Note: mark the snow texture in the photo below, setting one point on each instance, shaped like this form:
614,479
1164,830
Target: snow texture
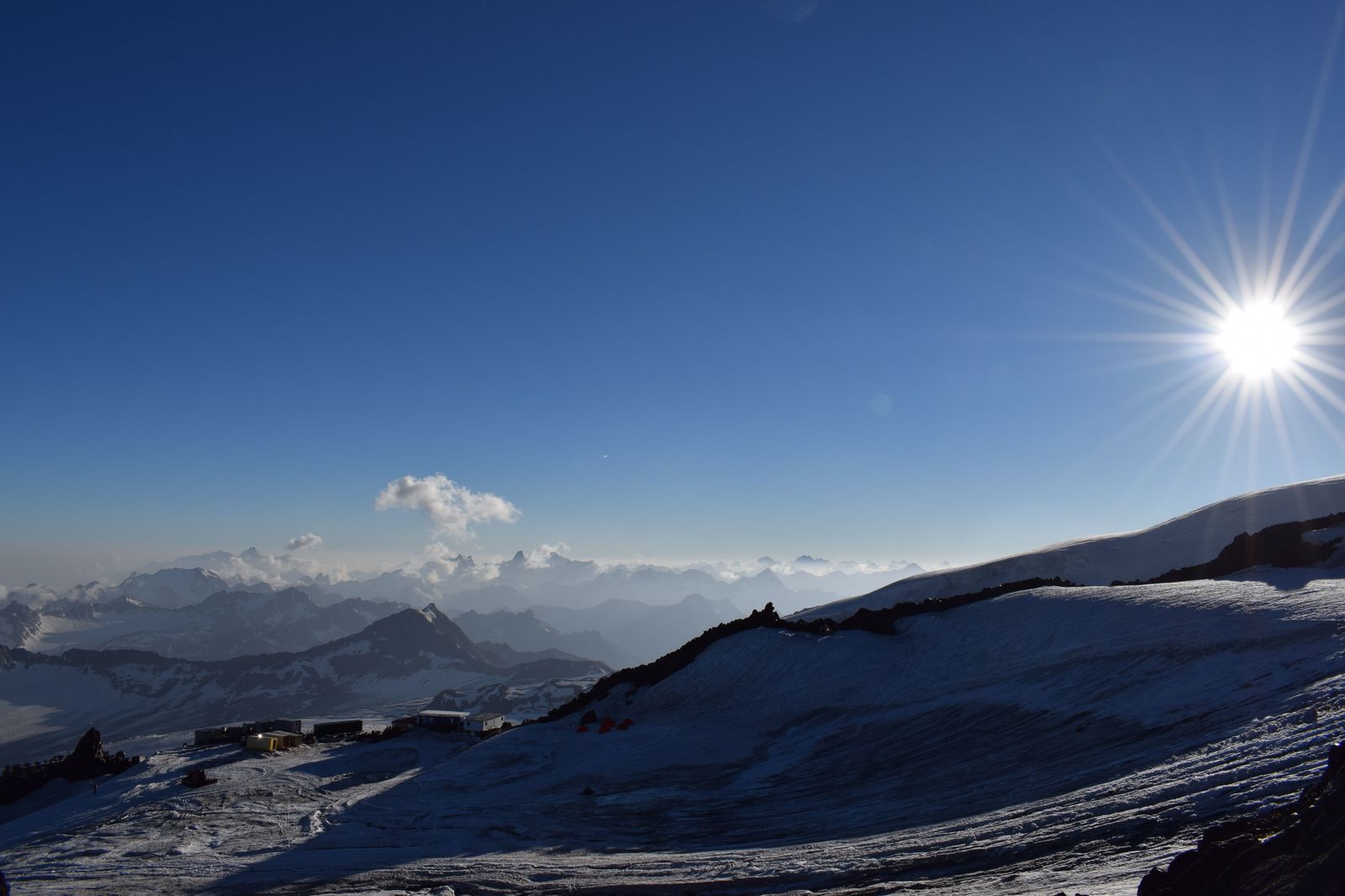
1053,739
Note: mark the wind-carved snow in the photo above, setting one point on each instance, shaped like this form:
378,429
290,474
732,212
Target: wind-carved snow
1053,739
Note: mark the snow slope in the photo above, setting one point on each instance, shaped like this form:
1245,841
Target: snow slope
1183,541
1047,741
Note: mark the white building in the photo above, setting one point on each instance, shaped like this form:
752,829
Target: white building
484,721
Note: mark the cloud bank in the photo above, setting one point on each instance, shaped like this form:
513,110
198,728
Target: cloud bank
451,509
300,542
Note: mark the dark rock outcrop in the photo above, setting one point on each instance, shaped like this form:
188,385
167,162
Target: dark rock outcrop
87,761
1295,851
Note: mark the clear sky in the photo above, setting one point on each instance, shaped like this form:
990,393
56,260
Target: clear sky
678,280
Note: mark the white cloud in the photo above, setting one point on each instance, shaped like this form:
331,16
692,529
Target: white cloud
452,509
300,542
541,556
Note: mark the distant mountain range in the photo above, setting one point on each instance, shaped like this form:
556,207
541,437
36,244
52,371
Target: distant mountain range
394,660
219,604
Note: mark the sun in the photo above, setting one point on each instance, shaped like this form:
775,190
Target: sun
1258,340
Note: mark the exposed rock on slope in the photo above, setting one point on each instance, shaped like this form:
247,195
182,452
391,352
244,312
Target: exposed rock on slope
1138,556
1293,851
414,653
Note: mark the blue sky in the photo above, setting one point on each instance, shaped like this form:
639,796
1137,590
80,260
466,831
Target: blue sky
679,282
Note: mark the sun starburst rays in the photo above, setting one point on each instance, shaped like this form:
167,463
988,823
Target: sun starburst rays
1254,329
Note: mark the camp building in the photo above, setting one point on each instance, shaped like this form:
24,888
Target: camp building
441,719
483,721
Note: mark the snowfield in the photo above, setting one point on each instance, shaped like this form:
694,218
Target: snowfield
1137,556
1047,741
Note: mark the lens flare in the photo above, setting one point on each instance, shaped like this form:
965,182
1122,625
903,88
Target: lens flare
1258,340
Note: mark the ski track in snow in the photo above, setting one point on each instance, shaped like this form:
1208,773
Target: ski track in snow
1055,739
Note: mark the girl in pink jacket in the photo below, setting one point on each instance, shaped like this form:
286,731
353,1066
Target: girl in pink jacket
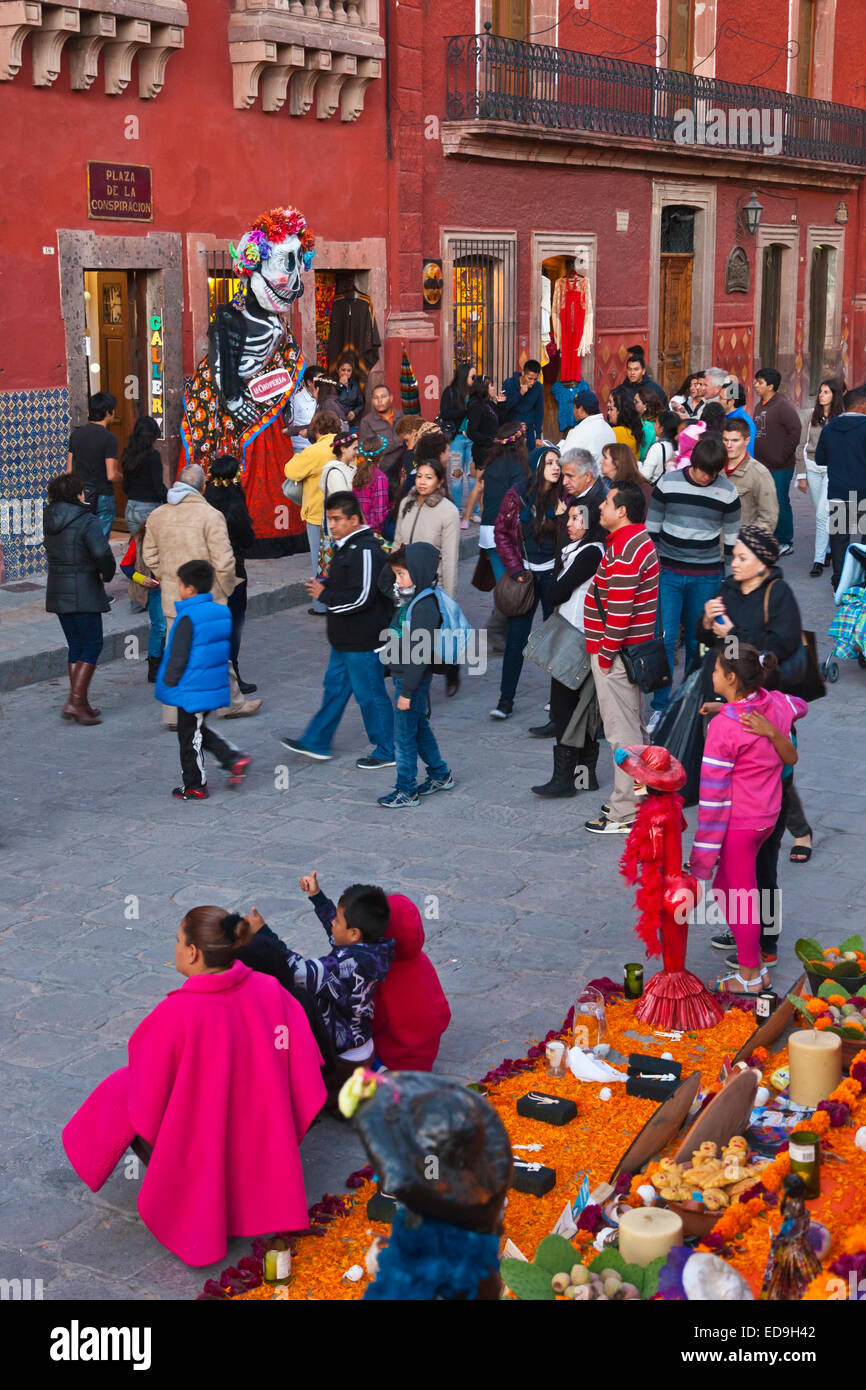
745,748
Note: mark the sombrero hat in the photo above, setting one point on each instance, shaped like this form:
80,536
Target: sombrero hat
651,765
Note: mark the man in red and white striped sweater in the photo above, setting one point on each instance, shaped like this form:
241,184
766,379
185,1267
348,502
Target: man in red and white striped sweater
627,587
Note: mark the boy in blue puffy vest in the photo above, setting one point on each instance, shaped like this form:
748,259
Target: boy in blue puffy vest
409,571
193,679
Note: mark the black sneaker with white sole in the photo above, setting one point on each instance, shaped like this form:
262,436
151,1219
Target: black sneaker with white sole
296,747
724,941
435,784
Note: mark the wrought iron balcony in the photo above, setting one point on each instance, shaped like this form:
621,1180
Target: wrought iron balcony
491,78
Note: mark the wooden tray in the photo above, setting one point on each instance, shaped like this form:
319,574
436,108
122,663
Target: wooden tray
726,1115
660,1127
772,1027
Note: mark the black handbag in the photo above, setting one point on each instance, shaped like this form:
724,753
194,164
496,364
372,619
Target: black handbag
647,665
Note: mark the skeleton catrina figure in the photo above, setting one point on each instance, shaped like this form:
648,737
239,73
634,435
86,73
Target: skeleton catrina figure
237,399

> [Requirements]: Recast the material above as a Markdown table with the columns Row and Line, placing one line per row in order and omitting blank lines. Leave the pictures out of the answer.

> [Output of the exercise]:
| Row | Line |
|---|---|
| 1 | Note: mark the snow texture in the photo below, setting one point on each instance, shaped like this form: |
| 2 | 614,479 |
| 3 | 1164,830 |
| 4 | Target: snow texture |
| 5 | 1053,739 |
| 6 | Note: mark the wind-carved snow in the photo above, setting one point on each instance, shaped like this form: |
| 7 | 378,429 |
| 8 | 290,474 |
| 9 | 732,212 |
| 10 | Target: wind-carved snow |
| 11 | 1053,739 |
| 12 | Note: mark the snow slope in the photo above, setting one point on each instance, shaped like this form: |
| 13 | 1245,841 |
| 14 | Target: snow slope |
| 15 | 1183,541 |
| 16 | 1047,741 |
| 17 | Note: mark the white building in the photo above, setting one point on each instance, shaped like this form: |
| 18 | 752,829 |
| 19 | Target: white building |
| 20 | 484,721 |
| 21 | Note: mark the cloud bank in the photo above, setting one point on each instance, shaped like this form: |
| 22 | 513,110 |
| 23 | 198,728 |
| 24 | Target: cloud bank |
| 25 | 451,509 |
| 26 | 300,542 |
| 27 | Note: mark the dark rock outcrop in the photo above, setting one point on each instance, shaped like this form: |
| 28 | 188,385 |
| 29 | 167,162 |
| 30 | Target: dark rock outcrop |
| 31 | 87,761 |
| 32 | 1295,851 |
| 33 | Note: mark the clear sky in the photo above, setting one point on each instance, shaped like this form: |
| 34 | 990,393 |
| 35 | 56,260 |
| 36 | Target: clear sky |
| 37 | 678,280 |
| 38 | Note: mark the white cloud in the photo above, setting one point on each instance, shaped like this form: |
| 39 | 331,16 |
| 40 | 692,529 |
| 41 | Target: white cloud |
| 42 | 452,509 |
| 43 | 300,542 |
| 44 | 541,556 |
| 45 | Note: mark the distant mountain range in the photo above, setting one point on each instance, shaped like this form: |
| 46 | 556,207 |
| 47 | 541,437 |
| 48 | 36,244 |
| 49 | 52,371 |
| 50 | Target: distant mountain range |
| 51 | 394,660 |
| 52 | 219,604 |
| 53 | Note: mark the sun in the photo above, setting one point on each instance, shaped like this form: |
| 54 | 775,190 |
| 55 | Target: sun |
| 56 | 1258,340 |
| 57 | Note: mark the exposed rock on slope in the photo above, setting one point on each instance, shaped like this form: |
| 58 | 247,195 |
| 59 | 182,452 |
| 60 | 391,352 |
| 61 | 244,312 |
| 62 | Target: exposed rock on slope |
| 63 | 1138,556 |
| 64 | 1293,851 |
| 65 | 414,653 |
| 66 | Note: mark the blue sky in the photo above, setting one point on each instance, shaped like this form: |
| 67 | 639,796 |
| 68 | 1137,590 |
| 69 | 80,260 |
| 70 | 466,831 |
| 71 | Target: blue sky |
| 72 | 679,282 |
| 73 | Note: mark the sun starburst rays in the photo above, setting one point on each instance, shaped like this form: |
| 74 | 167,463 |
| 75 | 988,823 |
| 76 | Target: sun starburst rays |
| 77 | 1254,329 |
| 78 | Note: mark the camp building in the photo above, setting one point on each instance, shaped like this form: |
| 79 | 24,888 |
| 80 | Target: camp building |
| 81 | 441,719 |
| 82 | 483,721 |
| 83 | Note: mark the snowfield in the photo above, setting one point on each instance, shaped like this form: |
| 84 | 694,218 |
| 85 | Target: snowfield |
| 86 | 1137,556 |
| 87 | 1047,741 |
| 88 | Note: mark the lens flare in the photo above, setting one point on each instance, shaped like this form: |
| 89 | 965,182 |
| 90 | 1122,625 |
| 91 | 903,88 |
| 92 | Target: lens flare |
| 93 | 1258,340 |
| 94 | Note: mark the ski track in snow in the photo above, setting one point on each instance, shaped like this form: |
| 95 | 1208,773 |
| 96 | Target: ski track in snow |
| 97 | 1055,739 |
| 98 | Note: mark the girl in pink jacket in the photo below, setting one point on each instance, shaped like this form: |
| 99 | 286,731 |
| 100 | 353,1066 |
| 101 | Target: girl in pink jacket |
| 102 | 745,748 |
| 103 | Note: mark the sombrero hat in the photo above, setting one point on each instance, shaped like this form: |
| 104 | 80,536 |
| 105 | Target: sombrero hat |
| 106 | 651,765 |
| 107 | Note: mark the man in red and white striped sweater in the photo above, setting one point on each instance, shaped like this form: |
| 108 | 241,184 |
| 109 | 766,379 |
| 110 | 185,1267 |
| 111 | 348,502 |
| 112 | Target: man in red and white striped sweater |
| 113 | 627,587 |
| 114 | Note: mark the boy in blue puffy vest in the photo above, setting one point on each instance, shaped like this form: |
| 115 | 748,259 |
| 116 | Target: boy in blue puffy vest |
| 117 | 409,571 |
| 118 | 193,679 |
| 119 | Note: mark the black sneaker with white sole in the photo above, setting one point on each instance, shaped like this form: |
| 120 | 262,436 |
| 121 | 151,1219 |
| 122 | Target: black sneaker with white sole |
| 123 | 296,747 |
| 124 | 724,941 |
| 125 | 435,784 |
| 126 | Note: mark the wrought iron balcony in the photo above, setting one point on each instance, shaped like this form: |
| 127 | 621,1180 |
| 128 | Target: wrought iron balcony |
| 129 | 491,78 |
| 130 | Note: mark the wooden tray in the photo above, setting one point on each instance, shaped like this form: |
| 131 | 319,574 |
| 132 | 436,108 |
| 133 | 122,663 |
| 134 | Target: wooden tray |
| 135 | 726,1115 |
| 136 | 660,1127 |
| 137 | 772,1027 |
| 138 | Note: mark the black handbag in the photo above, setting one point on each instance, shaped like this form: |
| 139 | 724,753 |
| 140 | 194,164 |
| 141 | 496,364 |
| 142 | 372,619 |
| 143 | Target: black handbag |
| 144 | 647,665 |
| 145 | Note: mark the skeleton catrina figure in the photo above, setting one point on each instance, shaped like this form: |
| 146 | 648,737 |
| 147 | 239,73 |
| 148 | 634,435 |
| 149 | 86,73 |
| 150 | Target: skeleton catrina figure |
| 151 | 237,399 |